Exercise prompt
Scan the listing and work out how many lines contain the word "obelisk". Nothing but the number should be given.

Supplied data
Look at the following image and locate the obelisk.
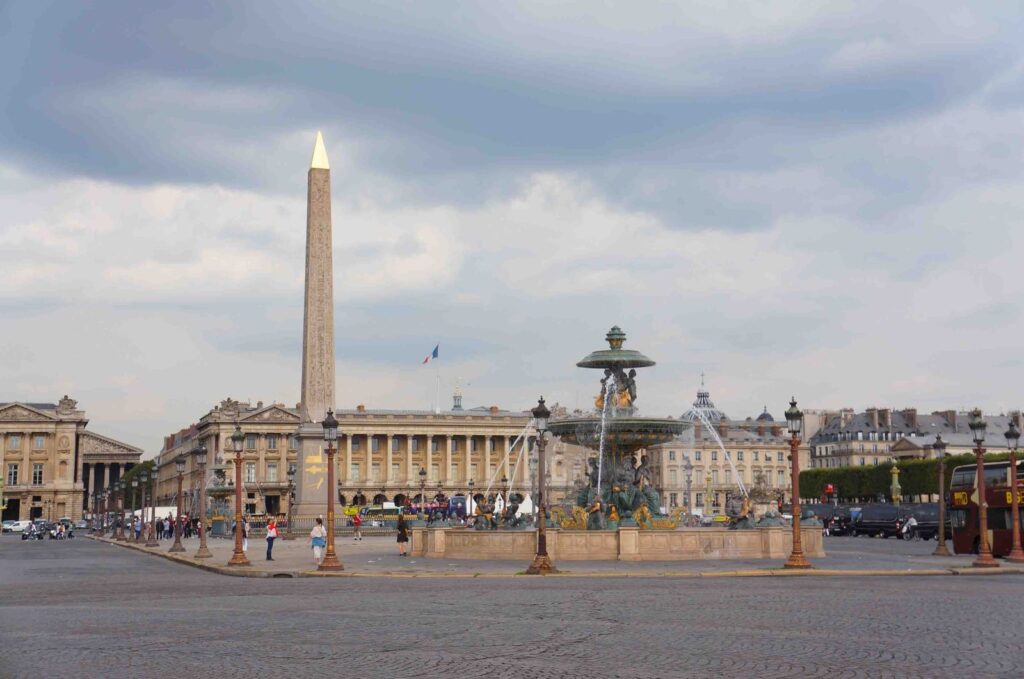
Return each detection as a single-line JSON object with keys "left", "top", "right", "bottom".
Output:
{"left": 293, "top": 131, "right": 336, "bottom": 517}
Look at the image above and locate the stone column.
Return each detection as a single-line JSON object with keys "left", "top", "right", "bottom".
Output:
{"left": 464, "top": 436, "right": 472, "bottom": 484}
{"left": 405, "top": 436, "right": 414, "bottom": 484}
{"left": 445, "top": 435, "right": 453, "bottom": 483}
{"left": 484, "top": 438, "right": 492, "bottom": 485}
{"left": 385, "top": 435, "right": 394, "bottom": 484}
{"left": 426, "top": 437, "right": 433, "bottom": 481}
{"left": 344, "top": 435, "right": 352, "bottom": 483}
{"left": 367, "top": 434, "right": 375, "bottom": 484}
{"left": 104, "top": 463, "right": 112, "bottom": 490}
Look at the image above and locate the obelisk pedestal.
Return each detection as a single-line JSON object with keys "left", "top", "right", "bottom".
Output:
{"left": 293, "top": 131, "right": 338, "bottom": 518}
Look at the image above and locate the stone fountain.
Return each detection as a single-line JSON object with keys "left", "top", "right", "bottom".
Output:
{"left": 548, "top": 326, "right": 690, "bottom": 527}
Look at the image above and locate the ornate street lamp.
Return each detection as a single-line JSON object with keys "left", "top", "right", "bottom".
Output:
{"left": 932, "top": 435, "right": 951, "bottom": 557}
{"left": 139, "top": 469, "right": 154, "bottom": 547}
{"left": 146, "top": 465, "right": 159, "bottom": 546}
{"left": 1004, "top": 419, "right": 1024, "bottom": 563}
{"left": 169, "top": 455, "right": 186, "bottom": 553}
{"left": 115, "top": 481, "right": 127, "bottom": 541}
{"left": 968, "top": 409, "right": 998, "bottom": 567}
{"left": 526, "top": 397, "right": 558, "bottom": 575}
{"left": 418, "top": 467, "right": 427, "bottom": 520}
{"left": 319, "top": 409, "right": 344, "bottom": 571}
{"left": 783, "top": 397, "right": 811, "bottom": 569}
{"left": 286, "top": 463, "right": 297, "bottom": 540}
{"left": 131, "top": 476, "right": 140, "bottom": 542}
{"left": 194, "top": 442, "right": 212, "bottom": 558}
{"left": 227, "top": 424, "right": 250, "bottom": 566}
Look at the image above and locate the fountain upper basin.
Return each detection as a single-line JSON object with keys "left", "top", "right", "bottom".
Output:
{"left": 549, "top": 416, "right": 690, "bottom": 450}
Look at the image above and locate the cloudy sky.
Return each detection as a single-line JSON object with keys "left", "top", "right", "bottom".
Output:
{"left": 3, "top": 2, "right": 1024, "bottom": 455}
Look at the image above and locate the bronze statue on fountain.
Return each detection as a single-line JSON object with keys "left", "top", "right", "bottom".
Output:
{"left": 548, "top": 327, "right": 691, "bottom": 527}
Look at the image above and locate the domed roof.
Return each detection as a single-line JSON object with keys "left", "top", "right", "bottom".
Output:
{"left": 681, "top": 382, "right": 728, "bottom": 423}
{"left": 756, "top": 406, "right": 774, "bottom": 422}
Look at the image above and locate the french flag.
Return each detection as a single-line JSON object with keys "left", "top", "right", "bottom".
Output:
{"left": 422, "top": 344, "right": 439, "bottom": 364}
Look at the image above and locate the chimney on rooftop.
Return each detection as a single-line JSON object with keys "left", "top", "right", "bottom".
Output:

Answer to this task
2